Can you transcribe every record below exactly as it appears?

━━━━━ Record excerpts

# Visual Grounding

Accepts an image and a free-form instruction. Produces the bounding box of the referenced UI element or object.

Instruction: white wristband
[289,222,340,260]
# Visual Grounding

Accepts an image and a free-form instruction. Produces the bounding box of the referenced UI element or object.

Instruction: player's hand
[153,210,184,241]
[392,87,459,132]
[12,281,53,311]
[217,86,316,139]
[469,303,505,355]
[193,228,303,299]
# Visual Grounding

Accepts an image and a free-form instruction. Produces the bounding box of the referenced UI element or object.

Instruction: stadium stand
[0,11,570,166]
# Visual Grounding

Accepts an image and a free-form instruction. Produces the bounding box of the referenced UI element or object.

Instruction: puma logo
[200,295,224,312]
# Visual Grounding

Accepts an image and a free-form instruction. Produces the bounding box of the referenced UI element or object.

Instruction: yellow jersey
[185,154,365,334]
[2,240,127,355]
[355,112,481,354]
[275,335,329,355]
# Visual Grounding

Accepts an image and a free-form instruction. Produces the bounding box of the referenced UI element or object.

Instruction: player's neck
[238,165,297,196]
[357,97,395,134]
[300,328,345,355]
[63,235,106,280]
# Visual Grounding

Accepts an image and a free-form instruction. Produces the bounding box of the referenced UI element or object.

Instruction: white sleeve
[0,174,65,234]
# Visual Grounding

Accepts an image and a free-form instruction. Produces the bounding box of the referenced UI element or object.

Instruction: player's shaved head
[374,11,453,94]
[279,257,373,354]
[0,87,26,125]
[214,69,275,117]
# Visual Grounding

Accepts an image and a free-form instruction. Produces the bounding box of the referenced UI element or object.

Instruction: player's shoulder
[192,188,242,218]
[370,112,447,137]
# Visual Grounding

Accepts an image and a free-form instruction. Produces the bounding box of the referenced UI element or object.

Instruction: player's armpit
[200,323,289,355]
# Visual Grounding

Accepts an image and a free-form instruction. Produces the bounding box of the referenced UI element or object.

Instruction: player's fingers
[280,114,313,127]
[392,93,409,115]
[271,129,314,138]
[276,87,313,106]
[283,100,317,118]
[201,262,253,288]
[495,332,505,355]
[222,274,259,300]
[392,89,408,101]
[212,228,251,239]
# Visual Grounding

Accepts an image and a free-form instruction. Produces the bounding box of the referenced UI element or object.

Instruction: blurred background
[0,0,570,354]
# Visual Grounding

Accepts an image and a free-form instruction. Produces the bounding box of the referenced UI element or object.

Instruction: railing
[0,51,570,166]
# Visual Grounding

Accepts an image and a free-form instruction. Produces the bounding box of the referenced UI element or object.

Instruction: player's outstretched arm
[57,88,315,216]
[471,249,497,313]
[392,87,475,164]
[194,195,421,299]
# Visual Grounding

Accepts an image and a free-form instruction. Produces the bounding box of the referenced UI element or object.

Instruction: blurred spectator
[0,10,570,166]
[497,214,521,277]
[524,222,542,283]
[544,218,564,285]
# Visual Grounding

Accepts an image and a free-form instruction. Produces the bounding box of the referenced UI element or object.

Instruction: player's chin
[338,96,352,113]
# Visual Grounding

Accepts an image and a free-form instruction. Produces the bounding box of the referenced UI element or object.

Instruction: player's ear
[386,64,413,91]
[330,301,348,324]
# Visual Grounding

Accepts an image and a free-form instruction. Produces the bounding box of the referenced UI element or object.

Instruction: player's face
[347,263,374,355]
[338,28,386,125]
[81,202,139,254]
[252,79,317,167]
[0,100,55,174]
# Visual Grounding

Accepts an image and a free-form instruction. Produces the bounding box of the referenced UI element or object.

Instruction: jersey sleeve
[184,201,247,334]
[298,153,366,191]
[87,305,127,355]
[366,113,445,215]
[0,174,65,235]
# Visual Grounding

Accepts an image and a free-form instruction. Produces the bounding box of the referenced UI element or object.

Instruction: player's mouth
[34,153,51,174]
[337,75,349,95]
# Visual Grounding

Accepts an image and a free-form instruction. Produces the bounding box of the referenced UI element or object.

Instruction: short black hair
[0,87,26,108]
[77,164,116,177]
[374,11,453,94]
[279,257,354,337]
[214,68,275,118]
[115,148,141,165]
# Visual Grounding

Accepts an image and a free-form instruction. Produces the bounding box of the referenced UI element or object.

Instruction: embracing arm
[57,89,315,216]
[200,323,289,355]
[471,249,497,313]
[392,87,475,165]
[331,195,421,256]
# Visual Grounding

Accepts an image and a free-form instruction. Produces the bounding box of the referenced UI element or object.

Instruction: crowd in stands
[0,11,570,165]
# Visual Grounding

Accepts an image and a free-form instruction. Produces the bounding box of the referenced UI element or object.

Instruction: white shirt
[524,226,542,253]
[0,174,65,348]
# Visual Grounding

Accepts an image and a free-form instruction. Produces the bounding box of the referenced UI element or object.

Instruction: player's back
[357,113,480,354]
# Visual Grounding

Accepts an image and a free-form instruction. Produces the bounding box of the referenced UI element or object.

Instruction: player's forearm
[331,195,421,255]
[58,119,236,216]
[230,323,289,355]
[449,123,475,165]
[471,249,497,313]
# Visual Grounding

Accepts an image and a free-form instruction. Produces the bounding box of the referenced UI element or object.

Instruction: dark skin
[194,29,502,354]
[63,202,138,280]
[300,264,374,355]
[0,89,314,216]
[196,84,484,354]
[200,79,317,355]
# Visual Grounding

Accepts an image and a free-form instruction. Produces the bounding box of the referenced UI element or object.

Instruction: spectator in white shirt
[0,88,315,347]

━━━━━━━━━━

Result of this exercise:
# Visual Grounding

Accepts an image and a free-form instruction. Produces the bounding box of the referenced UI element or object.

Instruction: white wristband
[289,222,340,260]
# Visual Grounding

Accepts an image and a free-form instruction. Produces the bounding box of the referenced UI element or object.

Instruction: player's hand
[153,210,184,241]
[392,87,459,132]
[12,281,53,311]
[217,86,316,139]
[469,303,505,355]
[193,228,303,299]
# Visual Grounding

Accepts an image and a free-form instruction. Produces the bounding box of the referenced UI element or object.

Instruction: stadium stand
[0,11,570,166]
# Visual Grounding

Accepts an image and a free-form instruction. Produces the bounding box of the referenced UI element or object.

Instruction: puma logo
[200,295,224,312]
# Visual Grounding

Accepts an image and a free-form instruction. Produces the bounding box of the referenced UI element or object.

Instruction: yellow jersey
[185,154,365,334]
[2,240,127,355]
[355,112,481,354]
[275,335,329,355]
# Visual Grounding

Accepts an image and a free-form instruction. Produces the bounding box of the referenced UI element or object.

Instruction: player's neck
[238,165,297,196]
[357,97,395,134]
[300,328,345,355]
[63,235,106,280]
# Visual Grounding

Accepts an image and a free-form instruction. Produces the bounding box of the referenced UI element or object.

Instruction: white sleeve
[0,174,65,234]
# Visual Grounding

Accepts an image and a free-form instruction. Produces the bounding box of the referenced UI element or object.

Instruction: player's shaved head
[374,11,453,94]
[279,257,373,354]
[0,87,26,125]
[214,69,275,117]
# Visual Grounding

Accepts an image and a free-form instruction. Produces the bounding box of the referenced UI element or object.

Instruction: player's shoulder
[192,188,242,218]
[370,112,447,137]
# Visual Grounding

Accepts an image and a free-form instruction. Produces the bounding box of the referenced UI element or object.

Instruction: player's armpit
[200,323,289,355]
# Visual Grounding

Accepts an image and a free-form instruction. Produces the bounding box of the referenced UI element or object.

Instruction: player's fingers
[280,114,313,127]
[392,93,409,115]
[271,129,314,138]
[276,87,313,106]
[283,100,317,118]
[201,262,253,288]
[495,332,505,355]
[222,274,259,300]
[392,89,408,101]
[212,228,251,239]
# Visual Grounding

Accepts an image and a free-form instruction. Produces the bounding box of the referenced UI element or object.

Instruction: blurred background
[0,0,570,354]
# Visual Grounding

Accepts an image and a free-form instruction. Produces the bounding box of the referenced UI element or object.

Instruction: railing
[0,51,570,166]
# Visual Grounding

Accepts an image and a free-form instruction. Produces the bounding box of the referenced UI element or object.

Instruction: player's outstretched arm
[57,88,315,216]
[471,249,497,313]
[392,87,475,164]
[194,195,421,299]
# Visual Grounding

Accepts an image and a free-form instruction. Produces the bounding box of the referenced UI element or object.

Instruction: blurred spectator
[0,10,570,166]
[497,214,521,277]
[524,222,542,283]
[544,218,564,285]
# Visual Grounding

Accepts an image and a free-form instruction. Produces the bounding box of the referenced UI element or object.

Instruction: player's chin
[338,96,352,113]
# Visual Grounding

Accepts an image and a free-form instruction. Produces the bounding box of the referenced UI element or object.

Instruction: player's ear
[386,64,413,91]
[330,301,348,324]
# Visual Grounding

Accepts an image and a free-form instruction. Produces the bounding box of the referenced UI element or object.

Instruction: player's face
[347,263,374,355]
[338,28,386,125]
[81,202,139,254]
[252,79,317,167]
[0,100,55,174]
# Visual Grounding

Accepts an image and a free-form instruction. Produces the bounding box of the referenced UI element or object.

Instruction: jersey sleeve
[184,201,247,334]
[298,153,366,191]
[87,305,127,355]
[366,113,445,215]
[0,174,65,235]
# Visual Grounding

Accepts an image and a free-form instruction. Produces the bounding box of the referenced UI element or object.

Instruction: player's mouth
[34,153,51,174]
[337,75,349,95]
# Visual Grounding

Accepts an image and a free-form instruction. Produces the bounding box of the referenced UI element or object.

Instruction: short black hair
[0,87,26,108]
[77,164,116,177]
[374,11,453,94]
[279,257,354,337]
[214,68,275,118]
[115,148,141,165]
# Visual Grounding

Accepts an image and a free-form instruction. Produces the bounding box of the referenced UI element or object.

Instruction: embracing arm
[57,89,315,216]
[200,323,289,355]
[471,249,497,313]
[392,87,475,165]
[331,195,421,256]
# Visual Grounding

Accepts an image and a free-form instruction. Produces the bounding box of the referenced UI element or object.

Instruction: crowd in stands
[0,11,570,165]
# Visual Grounding

Accepts an image and a free-form instruction. Produces the bounding box of the referenced UI element or object.

Instruction: white shirt
[524,226,542,253]
[0,174,65,348]
# Visual Grounding

Accepts an image and a free-form instruction. Produces the bounding box of the referenced UI element or object.

Instruction: player's back
[357,113,480,354]
# Visual Grounding

Accepts an image and a free-form instruction. Produces the bounding box of the referenced UI element or object.

Instruction: player's forearm
[331,195,421,255]
[58,119,236,216]
[230,323,289,355]
[449,123,475,165]
[471,249,497,313]
# Visual Grounding

Accepts an image and a free-form instruction. Produces the bounding box of the referenced UI element or object.

Instruction: dark skin
[194,29,502,354]
[63,202,138,280]
[300,264,374,355]
[0,89,314,216]
[196,84,484,354]
[200,79,317,355]
# Visual Grounding

Accepts an image and a free-form instruction. Produces the bounding box of the referenced UI element or object.

Instruction: spectator in white shirt
[0,88,315,347]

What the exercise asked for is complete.